Stored data entries
== Segment start ==

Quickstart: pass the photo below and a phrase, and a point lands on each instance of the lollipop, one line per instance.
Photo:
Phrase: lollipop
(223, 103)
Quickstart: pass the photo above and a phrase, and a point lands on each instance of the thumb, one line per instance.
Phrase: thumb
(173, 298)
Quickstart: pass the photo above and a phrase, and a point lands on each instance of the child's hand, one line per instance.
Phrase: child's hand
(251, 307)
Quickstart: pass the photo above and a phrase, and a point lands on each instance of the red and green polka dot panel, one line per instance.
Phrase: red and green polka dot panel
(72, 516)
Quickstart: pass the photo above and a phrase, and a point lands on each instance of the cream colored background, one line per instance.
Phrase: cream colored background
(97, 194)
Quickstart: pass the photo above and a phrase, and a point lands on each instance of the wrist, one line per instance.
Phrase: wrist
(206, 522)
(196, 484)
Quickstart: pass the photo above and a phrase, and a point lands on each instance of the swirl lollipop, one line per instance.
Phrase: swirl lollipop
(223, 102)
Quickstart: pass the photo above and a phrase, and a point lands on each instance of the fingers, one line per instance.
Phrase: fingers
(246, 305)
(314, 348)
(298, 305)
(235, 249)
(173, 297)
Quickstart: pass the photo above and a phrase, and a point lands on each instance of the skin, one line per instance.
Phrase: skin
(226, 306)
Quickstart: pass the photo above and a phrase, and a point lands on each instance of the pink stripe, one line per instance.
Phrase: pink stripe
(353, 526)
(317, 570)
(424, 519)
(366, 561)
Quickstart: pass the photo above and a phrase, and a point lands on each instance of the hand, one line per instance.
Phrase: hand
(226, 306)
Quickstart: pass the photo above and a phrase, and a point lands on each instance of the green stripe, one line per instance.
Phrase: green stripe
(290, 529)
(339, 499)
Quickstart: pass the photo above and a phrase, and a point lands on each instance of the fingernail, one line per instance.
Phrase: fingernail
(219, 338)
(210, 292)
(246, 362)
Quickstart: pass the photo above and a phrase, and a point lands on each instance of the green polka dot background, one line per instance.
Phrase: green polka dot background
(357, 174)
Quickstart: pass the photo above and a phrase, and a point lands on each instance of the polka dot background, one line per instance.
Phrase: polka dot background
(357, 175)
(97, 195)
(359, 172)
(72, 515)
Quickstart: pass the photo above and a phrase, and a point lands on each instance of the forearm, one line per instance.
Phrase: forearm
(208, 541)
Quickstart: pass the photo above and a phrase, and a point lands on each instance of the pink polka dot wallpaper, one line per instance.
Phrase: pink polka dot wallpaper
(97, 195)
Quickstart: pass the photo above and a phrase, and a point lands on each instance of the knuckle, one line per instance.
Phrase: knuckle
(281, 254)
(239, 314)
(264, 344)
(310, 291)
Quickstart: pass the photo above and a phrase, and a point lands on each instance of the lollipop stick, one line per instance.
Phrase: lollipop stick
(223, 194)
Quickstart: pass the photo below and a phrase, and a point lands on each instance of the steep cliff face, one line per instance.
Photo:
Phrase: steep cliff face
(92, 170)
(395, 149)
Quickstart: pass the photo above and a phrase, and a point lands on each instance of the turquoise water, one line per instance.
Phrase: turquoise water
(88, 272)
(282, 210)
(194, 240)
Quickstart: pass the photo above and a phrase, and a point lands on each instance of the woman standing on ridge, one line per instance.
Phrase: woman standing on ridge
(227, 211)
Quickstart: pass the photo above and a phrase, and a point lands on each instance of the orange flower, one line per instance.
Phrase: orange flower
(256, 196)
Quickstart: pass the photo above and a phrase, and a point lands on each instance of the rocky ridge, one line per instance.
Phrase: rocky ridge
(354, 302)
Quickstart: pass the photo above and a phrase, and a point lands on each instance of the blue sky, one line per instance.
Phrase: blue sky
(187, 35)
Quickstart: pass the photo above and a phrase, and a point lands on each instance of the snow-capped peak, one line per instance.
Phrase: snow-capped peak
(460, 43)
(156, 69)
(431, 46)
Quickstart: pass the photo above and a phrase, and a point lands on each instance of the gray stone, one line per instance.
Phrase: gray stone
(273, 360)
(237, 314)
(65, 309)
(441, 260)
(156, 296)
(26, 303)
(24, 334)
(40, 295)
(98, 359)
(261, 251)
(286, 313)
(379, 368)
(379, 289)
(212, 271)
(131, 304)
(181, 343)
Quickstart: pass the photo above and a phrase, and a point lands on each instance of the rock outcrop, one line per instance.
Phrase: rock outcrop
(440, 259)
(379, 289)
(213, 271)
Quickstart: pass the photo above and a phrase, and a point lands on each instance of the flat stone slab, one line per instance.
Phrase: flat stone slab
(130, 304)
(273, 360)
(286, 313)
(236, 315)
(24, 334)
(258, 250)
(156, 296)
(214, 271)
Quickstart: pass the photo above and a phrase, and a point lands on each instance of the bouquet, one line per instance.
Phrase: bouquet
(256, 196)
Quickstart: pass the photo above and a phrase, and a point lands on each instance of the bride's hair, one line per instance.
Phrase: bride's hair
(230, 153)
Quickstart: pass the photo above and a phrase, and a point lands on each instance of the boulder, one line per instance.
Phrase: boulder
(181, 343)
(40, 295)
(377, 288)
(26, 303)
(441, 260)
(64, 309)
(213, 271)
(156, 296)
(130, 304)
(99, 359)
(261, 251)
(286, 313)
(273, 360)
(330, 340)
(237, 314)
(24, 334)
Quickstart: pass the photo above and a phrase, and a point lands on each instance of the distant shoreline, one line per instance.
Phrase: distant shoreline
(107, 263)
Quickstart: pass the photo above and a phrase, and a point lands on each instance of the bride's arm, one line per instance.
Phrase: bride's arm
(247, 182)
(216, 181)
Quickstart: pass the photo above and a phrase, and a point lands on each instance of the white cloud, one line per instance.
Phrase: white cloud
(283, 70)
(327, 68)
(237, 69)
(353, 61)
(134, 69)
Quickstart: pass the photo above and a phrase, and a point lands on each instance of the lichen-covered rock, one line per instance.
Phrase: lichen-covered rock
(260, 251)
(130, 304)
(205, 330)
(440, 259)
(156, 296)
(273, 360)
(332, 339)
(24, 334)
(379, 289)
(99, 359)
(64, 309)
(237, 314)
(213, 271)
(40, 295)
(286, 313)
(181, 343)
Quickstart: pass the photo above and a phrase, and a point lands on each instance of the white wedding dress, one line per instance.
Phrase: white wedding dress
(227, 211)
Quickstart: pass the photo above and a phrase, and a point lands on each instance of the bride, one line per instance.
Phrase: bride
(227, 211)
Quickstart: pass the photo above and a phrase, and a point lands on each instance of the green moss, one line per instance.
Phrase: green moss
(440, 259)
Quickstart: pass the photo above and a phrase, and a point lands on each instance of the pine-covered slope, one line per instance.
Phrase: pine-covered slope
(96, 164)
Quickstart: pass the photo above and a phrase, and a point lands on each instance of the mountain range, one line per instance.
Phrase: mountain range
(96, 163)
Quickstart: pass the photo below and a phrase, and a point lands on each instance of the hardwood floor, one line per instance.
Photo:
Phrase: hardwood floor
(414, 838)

== Segment end ==
== Segment start ==

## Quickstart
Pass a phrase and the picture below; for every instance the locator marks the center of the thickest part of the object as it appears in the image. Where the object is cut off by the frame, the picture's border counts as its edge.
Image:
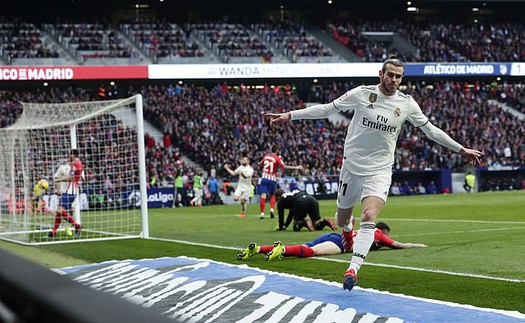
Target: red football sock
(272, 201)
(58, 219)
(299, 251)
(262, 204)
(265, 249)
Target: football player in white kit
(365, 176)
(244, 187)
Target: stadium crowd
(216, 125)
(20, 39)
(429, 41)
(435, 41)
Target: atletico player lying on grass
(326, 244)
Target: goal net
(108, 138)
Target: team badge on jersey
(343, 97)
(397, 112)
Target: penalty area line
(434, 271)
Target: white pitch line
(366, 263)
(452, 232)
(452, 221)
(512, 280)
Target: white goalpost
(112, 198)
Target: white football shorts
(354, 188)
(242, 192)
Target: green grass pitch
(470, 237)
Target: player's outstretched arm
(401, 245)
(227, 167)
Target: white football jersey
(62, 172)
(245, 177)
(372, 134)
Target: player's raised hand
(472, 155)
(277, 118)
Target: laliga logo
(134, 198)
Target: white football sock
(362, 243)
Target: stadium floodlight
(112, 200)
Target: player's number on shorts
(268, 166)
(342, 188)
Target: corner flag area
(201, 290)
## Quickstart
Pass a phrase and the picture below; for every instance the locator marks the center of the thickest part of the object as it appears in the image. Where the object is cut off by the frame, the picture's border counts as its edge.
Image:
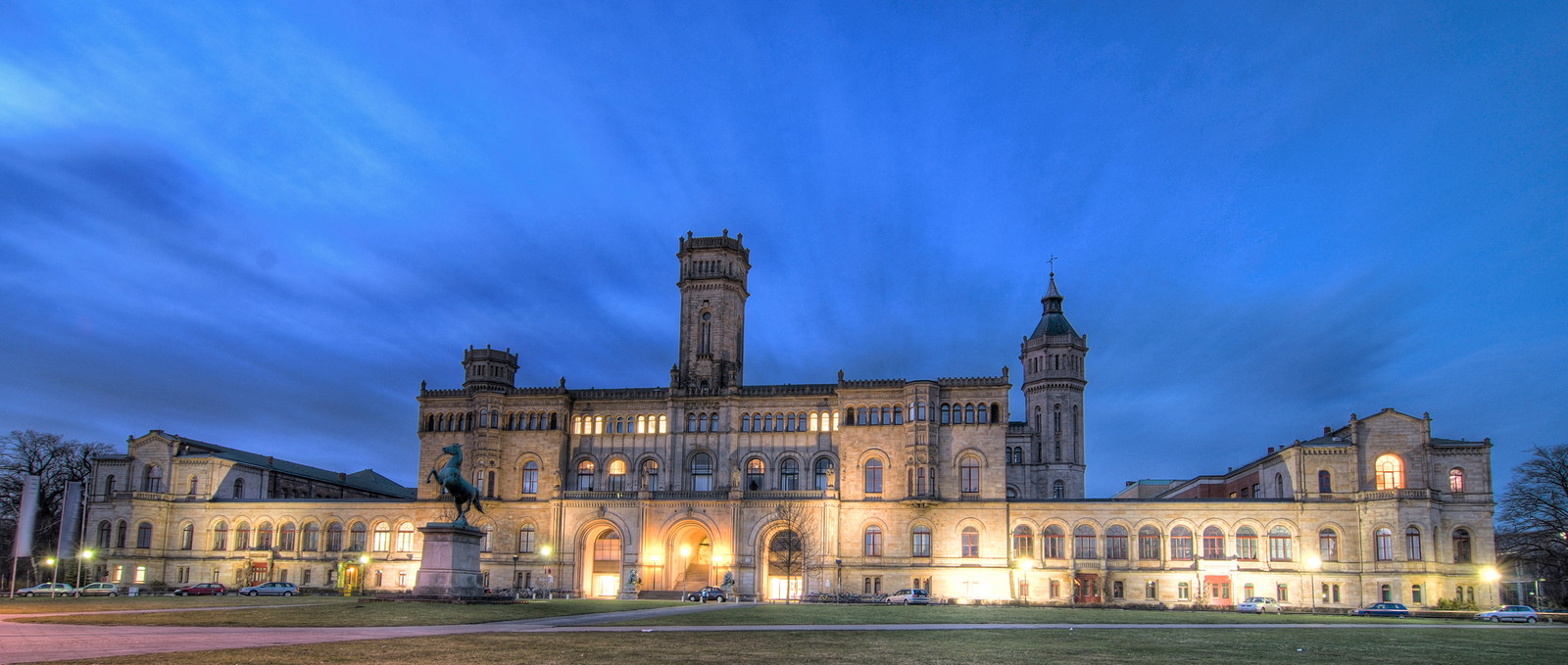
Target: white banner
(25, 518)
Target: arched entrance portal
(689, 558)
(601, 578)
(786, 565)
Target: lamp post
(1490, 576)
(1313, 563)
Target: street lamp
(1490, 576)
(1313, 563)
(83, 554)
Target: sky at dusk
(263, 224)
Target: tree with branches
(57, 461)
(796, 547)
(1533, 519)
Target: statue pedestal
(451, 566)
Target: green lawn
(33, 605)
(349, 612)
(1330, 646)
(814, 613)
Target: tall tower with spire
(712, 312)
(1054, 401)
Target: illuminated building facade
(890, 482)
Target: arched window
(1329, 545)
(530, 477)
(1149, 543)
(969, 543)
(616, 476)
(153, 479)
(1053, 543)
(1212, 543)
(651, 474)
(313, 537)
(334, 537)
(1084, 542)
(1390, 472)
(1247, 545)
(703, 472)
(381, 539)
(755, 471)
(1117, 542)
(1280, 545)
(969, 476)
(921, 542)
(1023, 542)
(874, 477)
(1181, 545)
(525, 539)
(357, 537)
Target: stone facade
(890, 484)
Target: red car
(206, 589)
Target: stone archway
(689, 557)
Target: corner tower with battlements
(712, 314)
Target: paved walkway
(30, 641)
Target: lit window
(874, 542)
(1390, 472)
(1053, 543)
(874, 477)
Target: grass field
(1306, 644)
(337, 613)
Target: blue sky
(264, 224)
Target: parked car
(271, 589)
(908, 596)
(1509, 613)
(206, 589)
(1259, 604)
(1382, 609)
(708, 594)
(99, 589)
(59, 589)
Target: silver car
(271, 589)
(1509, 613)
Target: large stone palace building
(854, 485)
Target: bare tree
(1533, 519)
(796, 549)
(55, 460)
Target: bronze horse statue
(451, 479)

== Segment end ==

TASK ITEM
Please return the lines above that run from the line containing "the lollipop, one line per instance." to the line containing "skin, one line per instance.", inclusive, exactly and with no other lines.

TASK RESULT
Quickstart: pass the photo below and a phrase, and a point lands on each instance of the lollipop, one line per instance.
Photo:
Phrase: lollipop
(223, 103)
Quickstart: pass the photo above and a phrase, and a point lands on each instance of the thumb, one line per instance.
Phrase: thumb
(173, 298)
Quickstart: pass the photo above and a phrase, and a point lands on each instance of the child's hand, one line per instance.
Phrase: child's hand
(251, 307)
Quickstart: pass the photo above and a phrase, and a point lands on each instance of the red and green polka dot panel, one line per instance.
Phrase: red and green polka dot panel
(72, 516)
Quickstart: pass the photo above and a phrase, and a point lands on each instance of the cream colored background, one line per instance.
Phrase: cream colored background
(97, 194)
Quickstart: pass the photo above and a phrase, and a point lands on each instance of the wrist, one line per instance.
Phrase: wrist
(206, 522)
(196, 484)
Quickstart: pass the photo above and a phrase, and a point lands on each instance of the swirl lollipop, one line per instance.
Phrase: swirl lollipop
(223, 102)
Quickstart: pass the photo above and a phrase, and a point lands on each instance of the fingers, one line per instance.
Phrase: fingers
(246, 305)
(314, 348)
(298, 305)
(235, 249)
(173, 297)
Quickstart: pass the photo above and a phrase, and a point lands on each instance of the skin, one line per instance.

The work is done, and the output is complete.